Written exercise: In the lines that follow, how many contain the word "below"? Give only the number.
################
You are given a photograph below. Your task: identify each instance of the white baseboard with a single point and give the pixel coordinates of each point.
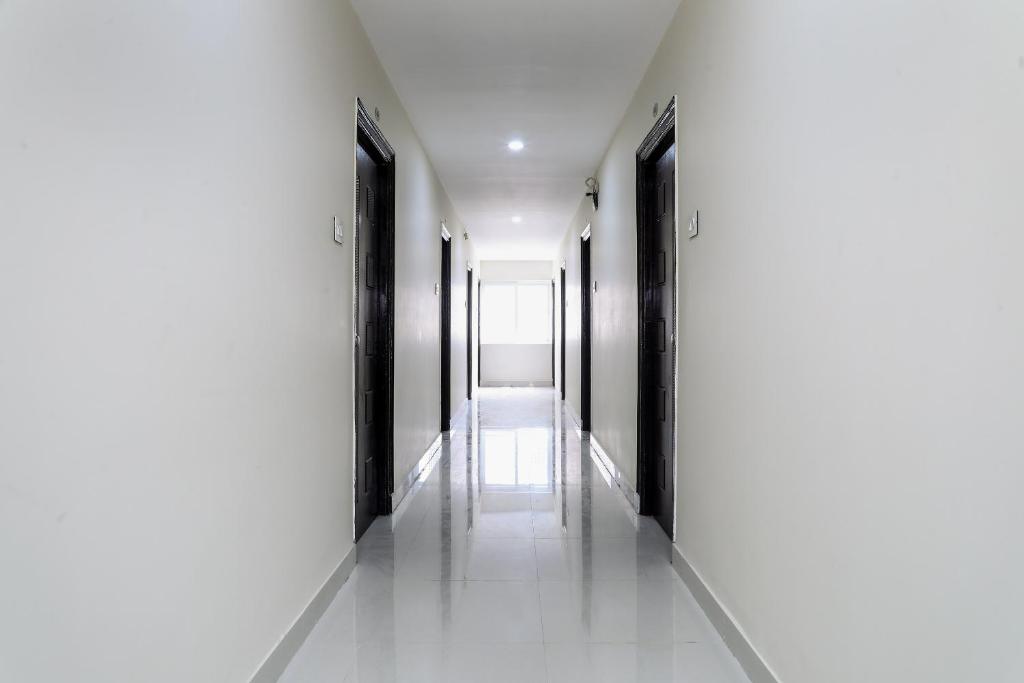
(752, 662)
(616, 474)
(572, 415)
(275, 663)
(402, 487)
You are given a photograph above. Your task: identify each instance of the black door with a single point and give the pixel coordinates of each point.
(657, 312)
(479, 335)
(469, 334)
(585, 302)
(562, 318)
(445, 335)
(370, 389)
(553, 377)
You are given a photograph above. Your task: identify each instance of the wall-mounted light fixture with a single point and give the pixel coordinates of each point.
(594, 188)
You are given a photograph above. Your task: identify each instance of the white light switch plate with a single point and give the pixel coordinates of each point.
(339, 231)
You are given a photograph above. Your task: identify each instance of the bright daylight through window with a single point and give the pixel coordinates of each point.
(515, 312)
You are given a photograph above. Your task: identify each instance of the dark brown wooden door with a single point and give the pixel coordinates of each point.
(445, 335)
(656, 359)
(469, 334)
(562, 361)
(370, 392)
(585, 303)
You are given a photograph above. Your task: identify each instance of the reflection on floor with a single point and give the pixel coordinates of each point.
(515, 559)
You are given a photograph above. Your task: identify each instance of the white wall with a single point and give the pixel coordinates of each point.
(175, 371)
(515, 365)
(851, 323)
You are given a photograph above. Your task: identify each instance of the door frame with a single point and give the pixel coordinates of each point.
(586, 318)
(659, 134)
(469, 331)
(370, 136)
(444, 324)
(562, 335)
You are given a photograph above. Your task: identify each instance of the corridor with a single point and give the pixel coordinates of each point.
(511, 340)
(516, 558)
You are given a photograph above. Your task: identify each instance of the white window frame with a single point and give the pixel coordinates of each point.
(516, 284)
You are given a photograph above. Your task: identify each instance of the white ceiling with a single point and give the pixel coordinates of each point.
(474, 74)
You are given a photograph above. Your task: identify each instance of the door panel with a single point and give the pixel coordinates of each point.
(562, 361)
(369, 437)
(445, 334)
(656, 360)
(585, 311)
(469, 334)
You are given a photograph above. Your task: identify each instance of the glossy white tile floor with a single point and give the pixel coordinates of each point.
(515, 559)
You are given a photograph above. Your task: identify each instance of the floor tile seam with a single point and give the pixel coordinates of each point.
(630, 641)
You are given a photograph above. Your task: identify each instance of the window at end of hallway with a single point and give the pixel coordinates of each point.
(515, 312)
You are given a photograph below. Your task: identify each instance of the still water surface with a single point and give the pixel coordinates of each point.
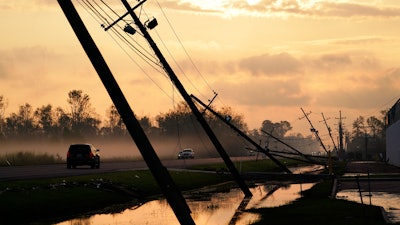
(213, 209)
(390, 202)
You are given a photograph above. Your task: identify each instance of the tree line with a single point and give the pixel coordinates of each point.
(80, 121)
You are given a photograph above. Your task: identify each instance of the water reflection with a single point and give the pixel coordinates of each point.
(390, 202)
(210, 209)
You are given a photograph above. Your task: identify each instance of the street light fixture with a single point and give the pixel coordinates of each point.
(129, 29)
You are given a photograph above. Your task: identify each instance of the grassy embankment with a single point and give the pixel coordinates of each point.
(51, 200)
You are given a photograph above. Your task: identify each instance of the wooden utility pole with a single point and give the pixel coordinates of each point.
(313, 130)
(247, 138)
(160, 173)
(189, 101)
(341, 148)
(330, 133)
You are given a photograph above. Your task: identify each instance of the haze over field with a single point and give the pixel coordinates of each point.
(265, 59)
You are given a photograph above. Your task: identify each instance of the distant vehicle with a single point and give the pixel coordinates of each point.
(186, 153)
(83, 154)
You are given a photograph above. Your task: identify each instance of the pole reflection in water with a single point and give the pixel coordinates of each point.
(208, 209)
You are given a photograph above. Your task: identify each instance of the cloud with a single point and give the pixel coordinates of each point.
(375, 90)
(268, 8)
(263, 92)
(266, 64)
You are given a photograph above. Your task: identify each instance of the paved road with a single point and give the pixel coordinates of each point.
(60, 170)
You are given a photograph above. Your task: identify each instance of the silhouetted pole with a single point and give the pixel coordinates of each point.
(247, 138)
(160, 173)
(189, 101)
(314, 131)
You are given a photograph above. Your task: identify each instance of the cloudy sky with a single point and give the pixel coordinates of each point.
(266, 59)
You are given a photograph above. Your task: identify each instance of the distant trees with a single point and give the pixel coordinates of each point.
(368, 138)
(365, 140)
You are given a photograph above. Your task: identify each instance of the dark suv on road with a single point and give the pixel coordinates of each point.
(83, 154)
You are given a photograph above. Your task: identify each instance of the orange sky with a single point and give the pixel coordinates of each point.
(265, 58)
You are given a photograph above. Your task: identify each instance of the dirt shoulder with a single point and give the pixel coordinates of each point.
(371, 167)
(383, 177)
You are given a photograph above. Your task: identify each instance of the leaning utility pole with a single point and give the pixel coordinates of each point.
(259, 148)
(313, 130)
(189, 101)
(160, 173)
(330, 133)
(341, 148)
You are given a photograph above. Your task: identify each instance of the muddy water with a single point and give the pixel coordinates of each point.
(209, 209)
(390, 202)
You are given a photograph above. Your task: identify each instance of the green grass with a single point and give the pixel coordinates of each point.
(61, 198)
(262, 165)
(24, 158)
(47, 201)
################
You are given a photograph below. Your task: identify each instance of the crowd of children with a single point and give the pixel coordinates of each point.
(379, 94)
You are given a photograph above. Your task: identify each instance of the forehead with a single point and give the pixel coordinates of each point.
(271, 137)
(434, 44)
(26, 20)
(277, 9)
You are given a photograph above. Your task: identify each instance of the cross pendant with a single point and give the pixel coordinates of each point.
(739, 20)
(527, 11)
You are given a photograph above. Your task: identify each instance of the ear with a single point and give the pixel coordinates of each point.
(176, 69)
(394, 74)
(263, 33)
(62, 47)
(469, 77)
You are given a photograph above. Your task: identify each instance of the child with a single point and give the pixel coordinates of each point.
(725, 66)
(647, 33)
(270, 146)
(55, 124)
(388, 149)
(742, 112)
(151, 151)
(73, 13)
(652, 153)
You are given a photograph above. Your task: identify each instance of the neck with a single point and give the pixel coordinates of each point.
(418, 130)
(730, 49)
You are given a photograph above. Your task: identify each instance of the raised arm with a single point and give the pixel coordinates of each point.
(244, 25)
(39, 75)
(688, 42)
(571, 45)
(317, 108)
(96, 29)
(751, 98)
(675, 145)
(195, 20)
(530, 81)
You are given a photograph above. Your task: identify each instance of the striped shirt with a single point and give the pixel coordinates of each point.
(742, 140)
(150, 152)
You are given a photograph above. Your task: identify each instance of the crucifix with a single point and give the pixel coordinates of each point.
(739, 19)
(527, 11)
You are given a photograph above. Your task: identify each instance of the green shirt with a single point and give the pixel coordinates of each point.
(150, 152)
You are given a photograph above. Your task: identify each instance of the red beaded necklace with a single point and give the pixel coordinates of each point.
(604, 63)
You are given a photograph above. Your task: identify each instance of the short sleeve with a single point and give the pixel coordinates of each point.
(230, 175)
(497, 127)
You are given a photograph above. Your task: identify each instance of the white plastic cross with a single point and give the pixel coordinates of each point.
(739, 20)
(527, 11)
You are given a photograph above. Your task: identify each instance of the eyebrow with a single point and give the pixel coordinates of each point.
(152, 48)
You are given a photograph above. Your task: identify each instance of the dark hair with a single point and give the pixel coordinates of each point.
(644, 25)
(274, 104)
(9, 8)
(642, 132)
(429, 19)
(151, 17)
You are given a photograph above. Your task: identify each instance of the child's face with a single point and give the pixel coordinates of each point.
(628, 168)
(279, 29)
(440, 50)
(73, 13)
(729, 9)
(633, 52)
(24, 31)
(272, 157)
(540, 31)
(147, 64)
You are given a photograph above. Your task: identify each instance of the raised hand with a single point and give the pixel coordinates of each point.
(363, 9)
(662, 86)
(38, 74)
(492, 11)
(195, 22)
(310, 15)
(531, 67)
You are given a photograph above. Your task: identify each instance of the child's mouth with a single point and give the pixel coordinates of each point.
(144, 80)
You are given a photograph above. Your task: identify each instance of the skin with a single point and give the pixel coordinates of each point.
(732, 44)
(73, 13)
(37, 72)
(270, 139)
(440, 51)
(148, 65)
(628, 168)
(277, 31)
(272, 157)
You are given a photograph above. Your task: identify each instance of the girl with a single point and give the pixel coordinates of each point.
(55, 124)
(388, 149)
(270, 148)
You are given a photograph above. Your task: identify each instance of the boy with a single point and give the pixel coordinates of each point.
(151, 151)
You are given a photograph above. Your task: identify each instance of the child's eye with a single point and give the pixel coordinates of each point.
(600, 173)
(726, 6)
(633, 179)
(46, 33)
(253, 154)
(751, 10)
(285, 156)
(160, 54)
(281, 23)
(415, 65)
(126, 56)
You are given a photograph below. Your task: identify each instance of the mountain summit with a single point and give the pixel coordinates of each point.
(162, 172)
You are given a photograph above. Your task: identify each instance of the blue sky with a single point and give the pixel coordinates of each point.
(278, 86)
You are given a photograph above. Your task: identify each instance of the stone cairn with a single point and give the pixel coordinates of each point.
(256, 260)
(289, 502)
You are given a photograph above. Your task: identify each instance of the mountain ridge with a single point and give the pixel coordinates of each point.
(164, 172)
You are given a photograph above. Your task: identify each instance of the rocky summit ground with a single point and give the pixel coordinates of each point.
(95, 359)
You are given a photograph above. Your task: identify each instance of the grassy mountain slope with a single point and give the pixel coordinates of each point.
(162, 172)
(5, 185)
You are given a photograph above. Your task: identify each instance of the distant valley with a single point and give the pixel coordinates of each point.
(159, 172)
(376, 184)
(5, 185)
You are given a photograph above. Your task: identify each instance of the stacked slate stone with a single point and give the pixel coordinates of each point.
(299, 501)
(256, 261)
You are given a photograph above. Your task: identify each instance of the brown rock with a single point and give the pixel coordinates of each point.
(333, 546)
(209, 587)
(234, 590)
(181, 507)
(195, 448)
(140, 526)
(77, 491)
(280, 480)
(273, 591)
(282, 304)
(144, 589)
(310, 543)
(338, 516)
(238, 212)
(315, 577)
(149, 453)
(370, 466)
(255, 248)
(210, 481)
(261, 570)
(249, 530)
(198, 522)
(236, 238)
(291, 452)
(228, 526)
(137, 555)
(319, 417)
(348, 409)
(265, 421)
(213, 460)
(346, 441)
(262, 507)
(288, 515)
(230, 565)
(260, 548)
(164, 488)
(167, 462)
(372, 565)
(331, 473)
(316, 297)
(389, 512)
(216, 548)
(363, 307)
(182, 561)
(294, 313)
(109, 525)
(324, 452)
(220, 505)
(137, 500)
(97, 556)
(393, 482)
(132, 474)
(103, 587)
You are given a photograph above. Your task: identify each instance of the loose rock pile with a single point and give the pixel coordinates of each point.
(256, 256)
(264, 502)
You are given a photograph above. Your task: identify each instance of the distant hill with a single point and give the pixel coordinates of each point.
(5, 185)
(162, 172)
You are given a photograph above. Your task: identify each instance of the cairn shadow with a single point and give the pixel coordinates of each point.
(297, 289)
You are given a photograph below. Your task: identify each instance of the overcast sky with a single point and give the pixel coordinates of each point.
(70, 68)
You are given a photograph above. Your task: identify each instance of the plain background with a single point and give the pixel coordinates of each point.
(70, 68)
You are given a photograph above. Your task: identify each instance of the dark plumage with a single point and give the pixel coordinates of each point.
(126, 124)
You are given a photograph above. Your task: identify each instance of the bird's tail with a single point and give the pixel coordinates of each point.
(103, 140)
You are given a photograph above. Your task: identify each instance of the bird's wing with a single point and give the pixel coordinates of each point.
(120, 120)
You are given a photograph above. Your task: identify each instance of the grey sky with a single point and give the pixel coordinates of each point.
################
Written reply: 5